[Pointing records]

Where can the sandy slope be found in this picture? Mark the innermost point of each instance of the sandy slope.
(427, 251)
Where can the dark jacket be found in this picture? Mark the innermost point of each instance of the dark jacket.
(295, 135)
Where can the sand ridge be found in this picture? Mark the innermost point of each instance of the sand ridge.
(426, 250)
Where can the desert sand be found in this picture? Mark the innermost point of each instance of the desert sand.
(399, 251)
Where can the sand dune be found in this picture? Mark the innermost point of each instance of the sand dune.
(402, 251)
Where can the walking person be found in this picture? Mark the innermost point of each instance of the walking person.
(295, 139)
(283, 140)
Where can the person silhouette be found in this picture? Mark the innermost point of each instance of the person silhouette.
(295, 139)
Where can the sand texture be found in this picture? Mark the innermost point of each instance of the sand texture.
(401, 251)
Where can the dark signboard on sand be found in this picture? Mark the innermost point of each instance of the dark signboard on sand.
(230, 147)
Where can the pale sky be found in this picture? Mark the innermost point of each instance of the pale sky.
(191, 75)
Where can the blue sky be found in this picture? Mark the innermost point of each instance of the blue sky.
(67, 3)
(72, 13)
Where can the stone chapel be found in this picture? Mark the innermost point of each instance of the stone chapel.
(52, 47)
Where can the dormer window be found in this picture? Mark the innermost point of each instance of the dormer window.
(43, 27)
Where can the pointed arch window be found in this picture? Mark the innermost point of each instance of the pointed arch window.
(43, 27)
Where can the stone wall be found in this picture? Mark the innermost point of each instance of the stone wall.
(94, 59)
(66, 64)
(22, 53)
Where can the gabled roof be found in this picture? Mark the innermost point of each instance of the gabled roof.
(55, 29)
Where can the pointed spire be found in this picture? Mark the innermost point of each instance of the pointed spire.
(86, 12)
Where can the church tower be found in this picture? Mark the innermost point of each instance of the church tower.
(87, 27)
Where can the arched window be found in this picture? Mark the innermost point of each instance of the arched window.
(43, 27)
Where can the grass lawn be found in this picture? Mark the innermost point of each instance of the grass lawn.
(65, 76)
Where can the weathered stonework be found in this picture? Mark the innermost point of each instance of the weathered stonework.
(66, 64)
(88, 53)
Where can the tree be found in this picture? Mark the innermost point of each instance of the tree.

» **STATED GOAL**
Reproduce all of the material above word for word, keeping every line unchanged.

» **THE RESPONSE**
Where can the sandy slope be found in this picture? Mark the innermost point of each instance of the sandy slope.
(427, 251)
Where can the dark jacket be found in this picture? Mark the innermost point of each instance of the dark jacket.
(295, 135)
Where can the sand ridge be found in this picture? Mark the innermost point of each instance of the sand ridge.
(426, 250)
Where can the desert sand be found in this picture? Mark the innermost point of each instance of the desert sand.
(399, 251)
Where can the sand dune be found in this picture? Mark the innermost point of each instance of the sand dune.
(402, 251)
Where can the walking person be found in this picture? Mark the innermost point of each instance of the walking person.
(295, 139)
(283, 140)
Where can the person silhouette be found in this picture? Mark the innermost point of each instance of the person silhouette.
(295, 139)
Where can the sand texture be found in this picture? Mark the innermost point of each instance of the sand texture.
(401, 251)
Where can the dark signboard on sand be found in this picture? Mark the innermost point of each instance of the dark signboard on sand.
(230, 147)
Where can the pale sky be found in this picture? Mark the innermost point of each instance of the pale sky.
(191, 75)
Where can the blue sky be found in this picture? Mark the innermost point of each instance of the blue sky.
(67, 3)
(72, 13)
Where can the stone chapel be found in this picture? Mark the innermost point of each instance of the stone chapel.
(52, 47)
Where can the dormer window be found in this picture? Mark the innermost point of each instance of the dormer window.
(43, 27)
Where can the pointed arch window be found in this picture? Mark the innermost point of each instance of the pointed arch window.
(43, 27)
Where can the stone wall be found in this picture? Mark the innermost point of each instance of the stone wall.
(94, 59)
(66, 64)
(22, 53)
Where can the gabled roof be found in this picture? Mark the innermost point of each instance of the gabled roof.
(55, 29)
Where can the pointed spire be found in this picture? Mark the innermost point of each instance of the pointed spire.
(86, 12)
Where can the church tower be found in this picture? Mark the innermost point of each instance of the church tower.
(87, 27)
Where can the arched window be found in this picture? Mark the innermost point of each instance of the arched window.
(43, 27)
Where can the grass lawn be found in this picture? Mark the innermost point of each instance of the grass lawn.
(65, 76)
Where can the weathered stonework be found in this picture? Mark the innermost point of each instance of the weathered stonework.
(66, 64)
(88, 53)
Where can the tree be found in this picture? Mark the innermost point of each instance of the tree.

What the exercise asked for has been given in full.